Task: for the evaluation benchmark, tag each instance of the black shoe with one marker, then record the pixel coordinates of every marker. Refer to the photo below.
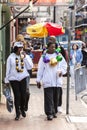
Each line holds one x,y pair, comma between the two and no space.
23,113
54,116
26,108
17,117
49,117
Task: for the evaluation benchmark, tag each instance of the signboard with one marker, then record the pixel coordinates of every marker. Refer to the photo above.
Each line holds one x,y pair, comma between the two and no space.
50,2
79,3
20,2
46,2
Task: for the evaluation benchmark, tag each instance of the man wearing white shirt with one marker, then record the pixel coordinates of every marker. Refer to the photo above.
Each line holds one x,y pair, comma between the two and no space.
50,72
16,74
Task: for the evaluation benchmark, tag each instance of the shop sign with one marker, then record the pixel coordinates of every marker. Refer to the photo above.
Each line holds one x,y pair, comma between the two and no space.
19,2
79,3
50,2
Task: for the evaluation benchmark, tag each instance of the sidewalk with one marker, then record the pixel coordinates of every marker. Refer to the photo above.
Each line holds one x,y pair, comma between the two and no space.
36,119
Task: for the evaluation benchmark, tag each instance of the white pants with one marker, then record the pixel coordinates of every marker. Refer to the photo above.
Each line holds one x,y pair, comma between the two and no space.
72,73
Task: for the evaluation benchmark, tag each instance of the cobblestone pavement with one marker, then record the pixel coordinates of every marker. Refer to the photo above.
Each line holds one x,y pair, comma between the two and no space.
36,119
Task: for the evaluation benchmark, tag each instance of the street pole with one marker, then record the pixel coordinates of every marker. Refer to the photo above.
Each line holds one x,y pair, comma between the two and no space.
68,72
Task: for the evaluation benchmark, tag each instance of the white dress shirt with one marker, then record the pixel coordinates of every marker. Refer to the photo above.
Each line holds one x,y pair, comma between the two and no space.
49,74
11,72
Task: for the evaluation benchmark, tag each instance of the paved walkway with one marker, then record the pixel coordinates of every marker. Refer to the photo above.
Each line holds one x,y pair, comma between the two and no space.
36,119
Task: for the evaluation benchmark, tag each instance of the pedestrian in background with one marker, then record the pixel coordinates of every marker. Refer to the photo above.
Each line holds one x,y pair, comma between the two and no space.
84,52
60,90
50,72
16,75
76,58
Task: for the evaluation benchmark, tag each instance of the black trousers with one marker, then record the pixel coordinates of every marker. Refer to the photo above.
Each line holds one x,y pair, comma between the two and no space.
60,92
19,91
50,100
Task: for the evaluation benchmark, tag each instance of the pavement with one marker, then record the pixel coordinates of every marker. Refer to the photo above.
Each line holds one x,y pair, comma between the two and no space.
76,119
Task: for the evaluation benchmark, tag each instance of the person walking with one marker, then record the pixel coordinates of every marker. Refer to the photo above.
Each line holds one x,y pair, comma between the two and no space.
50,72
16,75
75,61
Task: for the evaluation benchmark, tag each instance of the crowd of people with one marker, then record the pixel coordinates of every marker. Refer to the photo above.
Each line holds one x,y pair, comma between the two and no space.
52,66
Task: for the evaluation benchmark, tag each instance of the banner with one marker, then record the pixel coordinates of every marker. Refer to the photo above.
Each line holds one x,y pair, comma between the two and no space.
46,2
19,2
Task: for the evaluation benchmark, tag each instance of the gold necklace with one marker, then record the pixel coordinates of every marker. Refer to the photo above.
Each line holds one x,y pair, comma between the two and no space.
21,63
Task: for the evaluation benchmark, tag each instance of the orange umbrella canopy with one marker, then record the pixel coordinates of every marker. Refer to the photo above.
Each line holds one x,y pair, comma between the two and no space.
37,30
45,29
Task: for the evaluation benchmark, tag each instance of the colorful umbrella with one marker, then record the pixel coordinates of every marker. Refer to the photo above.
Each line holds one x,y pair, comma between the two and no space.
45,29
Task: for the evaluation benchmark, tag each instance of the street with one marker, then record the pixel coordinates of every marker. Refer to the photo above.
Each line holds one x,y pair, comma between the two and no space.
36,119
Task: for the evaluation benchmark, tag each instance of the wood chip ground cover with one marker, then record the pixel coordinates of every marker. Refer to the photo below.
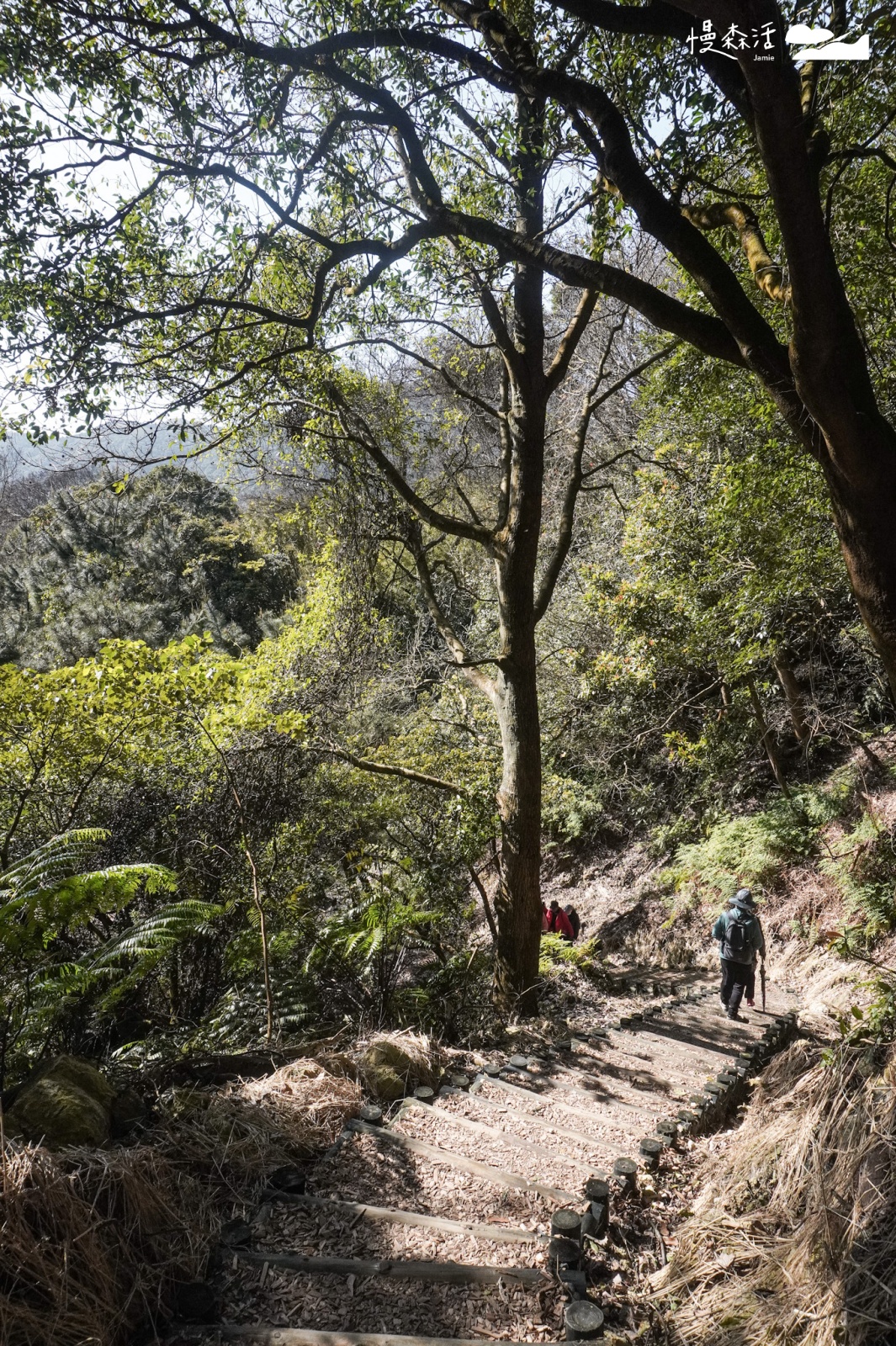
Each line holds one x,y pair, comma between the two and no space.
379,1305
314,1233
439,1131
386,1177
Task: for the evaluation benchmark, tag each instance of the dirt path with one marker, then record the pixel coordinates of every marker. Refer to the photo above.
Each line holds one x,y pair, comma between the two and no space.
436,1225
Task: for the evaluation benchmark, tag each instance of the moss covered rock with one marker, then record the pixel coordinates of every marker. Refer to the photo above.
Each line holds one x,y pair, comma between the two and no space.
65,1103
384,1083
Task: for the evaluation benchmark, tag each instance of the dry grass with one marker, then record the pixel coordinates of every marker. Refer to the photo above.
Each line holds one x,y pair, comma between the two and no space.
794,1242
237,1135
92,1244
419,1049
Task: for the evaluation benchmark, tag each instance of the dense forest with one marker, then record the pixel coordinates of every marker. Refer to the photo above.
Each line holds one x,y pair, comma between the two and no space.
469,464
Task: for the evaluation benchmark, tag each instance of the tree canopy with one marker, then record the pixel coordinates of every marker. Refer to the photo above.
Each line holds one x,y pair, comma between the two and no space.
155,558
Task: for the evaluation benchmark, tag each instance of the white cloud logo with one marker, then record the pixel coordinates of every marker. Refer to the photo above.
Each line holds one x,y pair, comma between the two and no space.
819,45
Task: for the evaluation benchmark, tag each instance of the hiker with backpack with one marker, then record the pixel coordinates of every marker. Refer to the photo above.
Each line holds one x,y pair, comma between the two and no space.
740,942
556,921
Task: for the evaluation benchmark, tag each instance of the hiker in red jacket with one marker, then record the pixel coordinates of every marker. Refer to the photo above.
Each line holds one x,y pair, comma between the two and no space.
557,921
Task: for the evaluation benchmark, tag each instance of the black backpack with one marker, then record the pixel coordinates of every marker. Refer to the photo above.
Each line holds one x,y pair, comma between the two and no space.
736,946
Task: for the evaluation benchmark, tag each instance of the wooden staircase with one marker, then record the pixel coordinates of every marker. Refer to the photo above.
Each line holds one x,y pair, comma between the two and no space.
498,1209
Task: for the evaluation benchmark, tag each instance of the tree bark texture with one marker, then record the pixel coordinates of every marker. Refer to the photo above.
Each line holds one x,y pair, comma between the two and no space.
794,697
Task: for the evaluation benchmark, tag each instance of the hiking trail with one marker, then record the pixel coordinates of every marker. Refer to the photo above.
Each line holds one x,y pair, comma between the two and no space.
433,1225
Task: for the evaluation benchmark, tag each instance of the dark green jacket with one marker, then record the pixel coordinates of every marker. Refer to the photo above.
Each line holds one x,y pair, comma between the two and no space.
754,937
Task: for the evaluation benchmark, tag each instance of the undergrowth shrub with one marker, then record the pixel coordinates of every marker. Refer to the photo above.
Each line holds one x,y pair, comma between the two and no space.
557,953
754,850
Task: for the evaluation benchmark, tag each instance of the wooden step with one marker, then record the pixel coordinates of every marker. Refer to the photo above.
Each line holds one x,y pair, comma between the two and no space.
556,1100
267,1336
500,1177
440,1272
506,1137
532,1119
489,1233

※ ※ ※

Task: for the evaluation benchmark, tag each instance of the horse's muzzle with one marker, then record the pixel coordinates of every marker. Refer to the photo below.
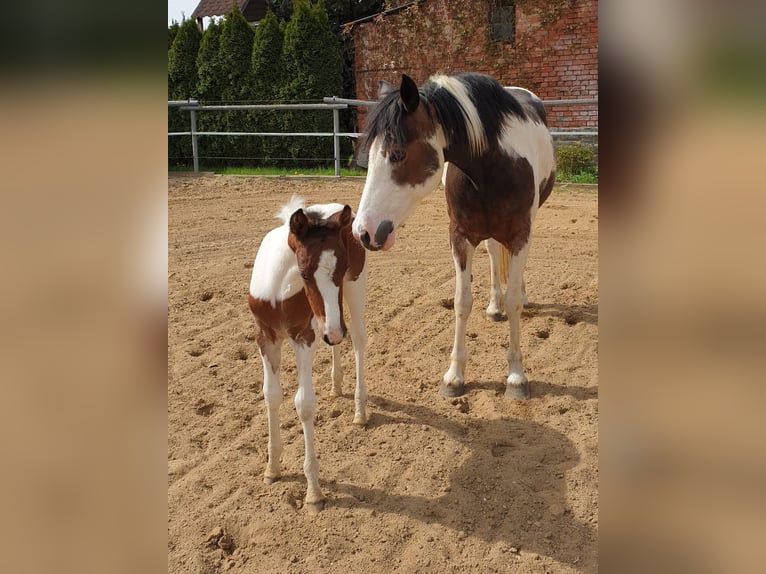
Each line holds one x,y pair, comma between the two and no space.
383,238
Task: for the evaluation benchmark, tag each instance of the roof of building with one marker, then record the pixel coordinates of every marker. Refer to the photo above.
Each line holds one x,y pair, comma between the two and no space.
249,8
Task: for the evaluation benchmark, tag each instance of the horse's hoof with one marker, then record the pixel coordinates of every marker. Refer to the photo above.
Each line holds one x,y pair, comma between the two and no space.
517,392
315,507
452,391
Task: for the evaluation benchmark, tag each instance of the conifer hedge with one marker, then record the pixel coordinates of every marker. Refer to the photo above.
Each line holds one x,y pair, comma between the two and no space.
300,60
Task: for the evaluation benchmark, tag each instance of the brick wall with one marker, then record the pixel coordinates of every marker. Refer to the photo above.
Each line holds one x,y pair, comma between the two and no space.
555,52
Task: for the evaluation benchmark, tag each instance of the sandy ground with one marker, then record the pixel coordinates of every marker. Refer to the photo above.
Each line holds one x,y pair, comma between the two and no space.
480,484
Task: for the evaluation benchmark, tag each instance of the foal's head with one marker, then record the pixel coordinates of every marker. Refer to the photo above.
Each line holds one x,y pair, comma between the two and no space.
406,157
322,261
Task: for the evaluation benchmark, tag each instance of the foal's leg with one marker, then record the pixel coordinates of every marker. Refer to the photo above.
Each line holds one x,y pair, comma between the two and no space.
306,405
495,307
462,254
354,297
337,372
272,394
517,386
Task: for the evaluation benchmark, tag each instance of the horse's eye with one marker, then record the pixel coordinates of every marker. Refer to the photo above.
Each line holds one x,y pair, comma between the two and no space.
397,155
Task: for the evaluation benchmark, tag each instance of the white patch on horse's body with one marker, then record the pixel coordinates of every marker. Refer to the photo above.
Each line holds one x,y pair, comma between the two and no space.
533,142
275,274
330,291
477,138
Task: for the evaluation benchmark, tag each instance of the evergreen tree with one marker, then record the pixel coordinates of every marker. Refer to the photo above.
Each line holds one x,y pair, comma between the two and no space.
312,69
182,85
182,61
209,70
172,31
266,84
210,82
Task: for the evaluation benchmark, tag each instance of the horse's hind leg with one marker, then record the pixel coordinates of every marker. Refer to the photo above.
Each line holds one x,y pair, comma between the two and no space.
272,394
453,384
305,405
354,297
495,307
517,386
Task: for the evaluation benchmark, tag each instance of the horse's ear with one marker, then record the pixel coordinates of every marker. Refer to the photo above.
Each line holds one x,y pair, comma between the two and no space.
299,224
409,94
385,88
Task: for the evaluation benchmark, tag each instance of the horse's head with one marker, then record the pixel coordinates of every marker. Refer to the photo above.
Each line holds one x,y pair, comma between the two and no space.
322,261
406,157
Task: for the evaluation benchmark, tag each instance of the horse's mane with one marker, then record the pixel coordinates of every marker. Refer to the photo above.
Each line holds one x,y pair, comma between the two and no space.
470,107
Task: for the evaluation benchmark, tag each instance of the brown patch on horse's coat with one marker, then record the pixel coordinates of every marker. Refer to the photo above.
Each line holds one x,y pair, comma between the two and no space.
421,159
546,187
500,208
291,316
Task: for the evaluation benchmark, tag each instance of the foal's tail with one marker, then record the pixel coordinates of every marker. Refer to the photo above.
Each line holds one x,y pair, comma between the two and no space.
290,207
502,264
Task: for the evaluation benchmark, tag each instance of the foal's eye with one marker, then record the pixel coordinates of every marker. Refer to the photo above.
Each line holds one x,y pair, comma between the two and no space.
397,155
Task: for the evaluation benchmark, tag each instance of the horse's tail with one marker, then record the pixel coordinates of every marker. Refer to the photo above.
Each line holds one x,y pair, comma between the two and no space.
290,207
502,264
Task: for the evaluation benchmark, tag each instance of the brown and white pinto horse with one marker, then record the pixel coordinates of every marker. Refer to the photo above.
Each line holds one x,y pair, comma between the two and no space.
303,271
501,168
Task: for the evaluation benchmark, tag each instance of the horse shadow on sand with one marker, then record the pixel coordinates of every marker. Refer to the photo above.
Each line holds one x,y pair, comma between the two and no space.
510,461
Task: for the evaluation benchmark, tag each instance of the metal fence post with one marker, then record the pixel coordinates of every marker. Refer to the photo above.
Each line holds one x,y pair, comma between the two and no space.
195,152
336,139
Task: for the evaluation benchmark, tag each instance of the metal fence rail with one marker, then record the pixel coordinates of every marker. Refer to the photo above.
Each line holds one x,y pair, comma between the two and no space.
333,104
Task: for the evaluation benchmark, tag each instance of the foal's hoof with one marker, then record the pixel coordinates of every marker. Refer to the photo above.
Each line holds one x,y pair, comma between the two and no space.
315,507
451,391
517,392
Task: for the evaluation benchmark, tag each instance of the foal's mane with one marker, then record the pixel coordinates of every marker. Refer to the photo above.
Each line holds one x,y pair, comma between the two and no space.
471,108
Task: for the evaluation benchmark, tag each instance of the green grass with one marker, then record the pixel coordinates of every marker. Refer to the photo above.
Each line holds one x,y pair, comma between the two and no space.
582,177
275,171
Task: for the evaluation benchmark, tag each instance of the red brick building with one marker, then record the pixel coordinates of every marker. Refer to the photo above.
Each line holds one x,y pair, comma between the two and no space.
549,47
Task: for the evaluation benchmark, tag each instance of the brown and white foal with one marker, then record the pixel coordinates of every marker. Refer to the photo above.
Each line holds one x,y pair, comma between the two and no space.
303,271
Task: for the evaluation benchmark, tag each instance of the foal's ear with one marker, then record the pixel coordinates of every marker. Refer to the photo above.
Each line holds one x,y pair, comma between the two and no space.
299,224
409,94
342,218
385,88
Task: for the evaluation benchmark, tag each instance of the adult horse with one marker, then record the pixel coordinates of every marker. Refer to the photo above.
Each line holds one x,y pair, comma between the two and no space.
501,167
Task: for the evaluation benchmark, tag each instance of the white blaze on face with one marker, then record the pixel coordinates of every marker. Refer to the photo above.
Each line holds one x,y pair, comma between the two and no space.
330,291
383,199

※ ※ ※

### [TRAVAIL DEMANDÉ]
Indiquez combien de lignes des items contiennent la chaîne « fence », en donnant uniquement ce nombre.

### [RÉSULTAT OBTENU]
2